Bounding box annotation rows:
——
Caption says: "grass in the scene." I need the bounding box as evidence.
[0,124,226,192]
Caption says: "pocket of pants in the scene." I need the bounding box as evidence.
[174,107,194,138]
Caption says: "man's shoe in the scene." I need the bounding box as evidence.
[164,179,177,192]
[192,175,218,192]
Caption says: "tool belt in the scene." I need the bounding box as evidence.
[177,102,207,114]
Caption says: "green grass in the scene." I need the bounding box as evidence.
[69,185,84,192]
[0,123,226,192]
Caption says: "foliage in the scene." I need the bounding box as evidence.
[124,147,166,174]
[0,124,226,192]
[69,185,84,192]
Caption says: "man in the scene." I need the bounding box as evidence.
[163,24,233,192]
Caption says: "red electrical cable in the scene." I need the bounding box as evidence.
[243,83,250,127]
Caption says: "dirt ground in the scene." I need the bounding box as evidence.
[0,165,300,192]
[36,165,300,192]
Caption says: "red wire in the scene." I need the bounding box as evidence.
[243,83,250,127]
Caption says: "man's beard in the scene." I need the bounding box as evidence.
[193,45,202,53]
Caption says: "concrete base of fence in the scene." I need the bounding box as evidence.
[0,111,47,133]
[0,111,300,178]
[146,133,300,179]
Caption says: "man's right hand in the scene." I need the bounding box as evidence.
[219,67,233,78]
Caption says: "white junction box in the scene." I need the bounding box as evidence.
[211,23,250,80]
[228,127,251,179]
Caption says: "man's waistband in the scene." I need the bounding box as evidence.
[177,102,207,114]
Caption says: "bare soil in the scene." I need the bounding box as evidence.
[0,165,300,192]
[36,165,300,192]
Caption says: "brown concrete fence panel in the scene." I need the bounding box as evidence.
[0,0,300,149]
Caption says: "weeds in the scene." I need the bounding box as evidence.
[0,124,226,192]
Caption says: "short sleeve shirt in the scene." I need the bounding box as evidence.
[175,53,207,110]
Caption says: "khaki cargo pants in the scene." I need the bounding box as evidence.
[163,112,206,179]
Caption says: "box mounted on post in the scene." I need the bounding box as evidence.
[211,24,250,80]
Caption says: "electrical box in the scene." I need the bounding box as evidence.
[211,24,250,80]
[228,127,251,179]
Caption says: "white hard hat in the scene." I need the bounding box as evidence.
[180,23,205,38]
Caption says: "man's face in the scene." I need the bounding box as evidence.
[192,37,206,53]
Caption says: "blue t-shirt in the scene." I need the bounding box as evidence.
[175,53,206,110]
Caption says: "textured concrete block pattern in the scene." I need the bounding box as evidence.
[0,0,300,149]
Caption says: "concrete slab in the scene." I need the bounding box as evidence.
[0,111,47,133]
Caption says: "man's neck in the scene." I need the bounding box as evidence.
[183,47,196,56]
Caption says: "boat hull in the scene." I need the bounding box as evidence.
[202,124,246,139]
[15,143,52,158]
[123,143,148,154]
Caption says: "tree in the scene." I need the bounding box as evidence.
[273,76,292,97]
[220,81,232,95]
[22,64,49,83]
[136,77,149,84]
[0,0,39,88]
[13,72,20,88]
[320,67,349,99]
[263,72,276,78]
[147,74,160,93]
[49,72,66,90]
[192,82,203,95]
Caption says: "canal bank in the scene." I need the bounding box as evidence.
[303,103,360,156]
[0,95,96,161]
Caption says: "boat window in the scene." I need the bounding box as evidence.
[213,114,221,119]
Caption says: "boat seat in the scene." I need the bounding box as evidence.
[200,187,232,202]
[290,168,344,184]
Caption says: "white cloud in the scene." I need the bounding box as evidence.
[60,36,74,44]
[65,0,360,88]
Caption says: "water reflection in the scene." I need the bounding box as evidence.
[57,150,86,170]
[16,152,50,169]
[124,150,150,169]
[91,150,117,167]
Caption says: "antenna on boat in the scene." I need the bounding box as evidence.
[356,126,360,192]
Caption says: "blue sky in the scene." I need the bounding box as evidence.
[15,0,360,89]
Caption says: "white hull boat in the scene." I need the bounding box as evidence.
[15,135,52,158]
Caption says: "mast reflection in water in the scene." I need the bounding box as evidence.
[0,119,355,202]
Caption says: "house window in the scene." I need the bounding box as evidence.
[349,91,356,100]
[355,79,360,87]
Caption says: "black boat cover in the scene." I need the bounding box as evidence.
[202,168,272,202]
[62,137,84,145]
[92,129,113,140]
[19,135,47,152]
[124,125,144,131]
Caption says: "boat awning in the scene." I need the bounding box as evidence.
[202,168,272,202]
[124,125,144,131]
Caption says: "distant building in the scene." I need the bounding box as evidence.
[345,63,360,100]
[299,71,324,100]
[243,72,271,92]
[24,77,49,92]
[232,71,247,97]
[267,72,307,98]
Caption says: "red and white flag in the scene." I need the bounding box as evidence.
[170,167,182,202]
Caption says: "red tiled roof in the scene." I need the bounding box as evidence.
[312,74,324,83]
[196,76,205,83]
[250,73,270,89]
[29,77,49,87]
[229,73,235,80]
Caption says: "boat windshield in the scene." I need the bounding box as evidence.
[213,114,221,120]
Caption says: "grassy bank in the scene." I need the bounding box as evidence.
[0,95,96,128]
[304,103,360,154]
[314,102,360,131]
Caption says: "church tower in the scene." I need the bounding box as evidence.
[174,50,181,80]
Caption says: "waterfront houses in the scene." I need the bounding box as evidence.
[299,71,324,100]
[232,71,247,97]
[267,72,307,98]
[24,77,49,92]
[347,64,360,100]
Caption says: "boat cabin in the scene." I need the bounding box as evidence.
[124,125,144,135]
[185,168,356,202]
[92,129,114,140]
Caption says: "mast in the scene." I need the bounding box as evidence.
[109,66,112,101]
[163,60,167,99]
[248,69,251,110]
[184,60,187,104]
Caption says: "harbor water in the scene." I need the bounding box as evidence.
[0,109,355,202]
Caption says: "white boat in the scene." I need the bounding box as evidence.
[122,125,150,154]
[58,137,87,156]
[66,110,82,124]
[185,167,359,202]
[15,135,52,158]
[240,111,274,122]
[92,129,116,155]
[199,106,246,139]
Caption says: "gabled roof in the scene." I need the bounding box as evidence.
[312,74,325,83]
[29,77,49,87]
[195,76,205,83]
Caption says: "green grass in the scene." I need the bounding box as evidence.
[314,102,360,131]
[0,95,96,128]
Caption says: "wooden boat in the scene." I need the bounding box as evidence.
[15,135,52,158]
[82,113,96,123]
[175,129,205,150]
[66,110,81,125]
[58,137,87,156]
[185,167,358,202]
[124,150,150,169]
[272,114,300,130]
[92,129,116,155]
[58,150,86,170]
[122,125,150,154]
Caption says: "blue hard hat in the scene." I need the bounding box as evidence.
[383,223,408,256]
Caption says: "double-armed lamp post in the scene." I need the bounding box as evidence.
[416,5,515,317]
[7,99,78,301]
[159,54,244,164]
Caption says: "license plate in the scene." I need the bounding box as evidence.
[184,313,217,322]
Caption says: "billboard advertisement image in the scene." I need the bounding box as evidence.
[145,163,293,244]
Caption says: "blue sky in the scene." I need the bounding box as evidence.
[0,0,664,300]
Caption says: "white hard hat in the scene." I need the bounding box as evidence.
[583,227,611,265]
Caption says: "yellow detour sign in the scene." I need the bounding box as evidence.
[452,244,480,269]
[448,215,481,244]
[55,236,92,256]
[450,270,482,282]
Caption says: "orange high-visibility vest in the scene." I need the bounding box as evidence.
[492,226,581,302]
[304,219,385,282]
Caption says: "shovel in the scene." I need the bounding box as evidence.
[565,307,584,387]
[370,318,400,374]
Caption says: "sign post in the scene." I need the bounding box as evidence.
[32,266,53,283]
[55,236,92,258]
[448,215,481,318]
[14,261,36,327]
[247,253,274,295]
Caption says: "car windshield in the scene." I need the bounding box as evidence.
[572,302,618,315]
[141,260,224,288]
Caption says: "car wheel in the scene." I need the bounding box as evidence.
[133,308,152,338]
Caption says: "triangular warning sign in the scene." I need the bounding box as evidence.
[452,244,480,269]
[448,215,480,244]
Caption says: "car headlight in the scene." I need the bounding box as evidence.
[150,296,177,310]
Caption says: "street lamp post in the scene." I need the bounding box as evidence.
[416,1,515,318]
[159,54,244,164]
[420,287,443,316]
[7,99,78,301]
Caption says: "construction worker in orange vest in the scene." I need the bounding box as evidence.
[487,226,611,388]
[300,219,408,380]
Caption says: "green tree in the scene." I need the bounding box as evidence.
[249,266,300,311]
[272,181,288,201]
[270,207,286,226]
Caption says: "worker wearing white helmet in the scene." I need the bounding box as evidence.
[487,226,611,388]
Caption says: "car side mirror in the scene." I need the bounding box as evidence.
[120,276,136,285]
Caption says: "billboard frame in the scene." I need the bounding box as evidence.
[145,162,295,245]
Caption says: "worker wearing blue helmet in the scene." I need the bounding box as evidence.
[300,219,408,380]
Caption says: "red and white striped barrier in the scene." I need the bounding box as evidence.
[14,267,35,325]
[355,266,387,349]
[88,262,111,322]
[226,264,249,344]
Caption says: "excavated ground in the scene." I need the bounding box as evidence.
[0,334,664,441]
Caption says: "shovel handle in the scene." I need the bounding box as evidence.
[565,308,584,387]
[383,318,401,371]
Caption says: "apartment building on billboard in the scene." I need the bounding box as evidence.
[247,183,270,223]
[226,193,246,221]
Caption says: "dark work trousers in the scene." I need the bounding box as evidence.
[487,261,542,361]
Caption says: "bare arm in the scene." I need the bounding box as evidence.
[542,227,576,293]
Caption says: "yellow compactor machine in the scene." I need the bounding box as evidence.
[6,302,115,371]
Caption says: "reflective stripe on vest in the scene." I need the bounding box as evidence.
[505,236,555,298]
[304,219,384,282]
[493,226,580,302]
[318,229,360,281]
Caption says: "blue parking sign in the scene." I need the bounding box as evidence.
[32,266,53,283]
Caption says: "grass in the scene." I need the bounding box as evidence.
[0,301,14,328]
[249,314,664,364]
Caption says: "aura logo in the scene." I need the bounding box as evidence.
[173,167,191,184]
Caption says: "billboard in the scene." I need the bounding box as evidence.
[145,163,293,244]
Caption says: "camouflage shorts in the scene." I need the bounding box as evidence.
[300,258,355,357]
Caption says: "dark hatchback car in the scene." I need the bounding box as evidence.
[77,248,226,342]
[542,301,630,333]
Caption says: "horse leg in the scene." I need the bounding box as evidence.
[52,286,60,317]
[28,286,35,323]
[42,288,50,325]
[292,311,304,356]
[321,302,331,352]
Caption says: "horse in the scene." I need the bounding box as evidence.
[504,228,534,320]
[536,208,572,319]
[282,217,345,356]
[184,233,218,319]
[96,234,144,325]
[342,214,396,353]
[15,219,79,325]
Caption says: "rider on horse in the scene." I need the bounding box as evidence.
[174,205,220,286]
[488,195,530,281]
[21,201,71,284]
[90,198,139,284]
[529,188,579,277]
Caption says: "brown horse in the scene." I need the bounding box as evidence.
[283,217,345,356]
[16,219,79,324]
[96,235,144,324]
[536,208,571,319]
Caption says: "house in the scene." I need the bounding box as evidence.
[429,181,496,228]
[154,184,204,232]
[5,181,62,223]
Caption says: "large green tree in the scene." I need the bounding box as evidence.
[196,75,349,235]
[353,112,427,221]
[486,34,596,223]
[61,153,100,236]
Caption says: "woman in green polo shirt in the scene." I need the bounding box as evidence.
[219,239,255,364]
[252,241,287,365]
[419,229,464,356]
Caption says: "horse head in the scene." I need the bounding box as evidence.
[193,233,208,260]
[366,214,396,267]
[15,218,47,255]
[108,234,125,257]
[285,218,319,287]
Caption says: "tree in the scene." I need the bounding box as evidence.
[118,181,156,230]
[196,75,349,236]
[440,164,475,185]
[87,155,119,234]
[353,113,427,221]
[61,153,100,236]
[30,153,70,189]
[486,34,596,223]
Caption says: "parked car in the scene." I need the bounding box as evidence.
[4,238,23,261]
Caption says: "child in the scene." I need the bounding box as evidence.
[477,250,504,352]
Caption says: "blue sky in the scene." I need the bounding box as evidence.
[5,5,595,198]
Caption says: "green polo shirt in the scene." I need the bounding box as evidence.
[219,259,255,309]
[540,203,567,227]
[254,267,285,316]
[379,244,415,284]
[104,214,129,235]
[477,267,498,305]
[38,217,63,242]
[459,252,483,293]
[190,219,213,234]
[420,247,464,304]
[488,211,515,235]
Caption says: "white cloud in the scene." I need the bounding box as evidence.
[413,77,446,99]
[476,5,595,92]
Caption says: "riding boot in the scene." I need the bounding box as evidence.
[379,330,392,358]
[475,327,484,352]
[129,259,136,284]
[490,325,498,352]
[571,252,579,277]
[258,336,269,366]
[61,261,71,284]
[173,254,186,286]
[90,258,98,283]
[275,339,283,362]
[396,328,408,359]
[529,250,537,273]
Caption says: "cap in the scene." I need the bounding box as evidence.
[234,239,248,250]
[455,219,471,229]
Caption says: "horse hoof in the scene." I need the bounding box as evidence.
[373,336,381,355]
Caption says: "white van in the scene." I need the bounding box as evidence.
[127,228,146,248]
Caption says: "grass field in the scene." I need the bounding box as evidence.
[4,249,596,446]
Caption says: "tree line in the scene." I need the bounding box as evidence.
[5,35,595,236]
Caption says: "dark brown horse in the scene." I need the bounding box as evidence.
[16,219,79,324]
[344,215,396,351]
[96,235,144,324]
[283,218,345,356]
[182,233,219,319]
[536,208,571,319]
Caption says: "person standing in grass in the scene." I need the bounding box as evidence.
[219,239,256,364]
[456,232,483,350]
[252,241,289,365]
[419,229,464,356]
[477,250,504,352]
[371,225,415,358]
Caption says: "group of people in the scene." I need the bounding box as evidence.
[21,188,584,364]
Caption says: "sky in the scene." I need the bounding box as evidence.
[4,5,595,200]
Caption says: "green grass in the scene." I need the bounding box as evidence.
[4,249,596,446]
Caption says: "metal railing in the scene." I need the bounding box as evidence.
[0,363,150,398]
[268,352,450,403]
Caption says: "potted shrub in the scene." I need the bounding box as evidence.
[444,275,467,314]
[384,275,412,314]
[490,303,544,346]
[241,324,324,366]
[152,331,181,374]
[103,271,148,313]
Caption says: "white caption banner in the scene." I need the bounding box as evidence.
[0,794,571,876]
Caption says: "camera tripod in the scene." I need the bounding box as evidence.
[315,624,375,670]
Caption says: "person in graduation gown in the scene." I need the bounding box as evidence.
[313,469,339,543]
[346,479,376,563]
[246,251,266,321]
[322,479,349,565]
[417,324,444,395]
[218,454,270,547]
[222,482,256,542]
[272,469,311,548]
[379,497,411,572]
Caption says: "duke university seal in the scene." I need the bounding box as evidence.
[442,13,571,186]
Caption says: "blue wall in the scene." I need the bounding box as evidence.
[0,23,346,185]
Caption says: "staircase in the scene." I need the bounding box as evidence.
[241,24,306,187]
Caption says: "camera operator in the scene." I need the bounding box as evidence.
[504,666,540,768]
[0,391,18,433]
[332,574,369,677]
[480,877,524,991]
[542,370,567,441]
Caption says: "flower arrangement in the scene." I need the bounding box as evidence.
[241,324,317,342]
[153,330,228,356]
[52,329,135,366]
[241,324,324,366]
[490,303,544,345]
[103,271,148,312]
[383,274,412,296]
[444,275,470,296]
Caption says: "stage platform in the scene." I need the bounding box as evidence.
——
Short problem: Starting at the line in the rows above that contains "line in the" and ending at the line that contains "[5,35,595,236]", express those lines as a JSON list of strings, one string per line, leaving out any blank lines.

Task result:
[
  "Caption says: \"tree line in the scene.\" I need the bounding box as evidence.",
  "[5,35,595,236]"
]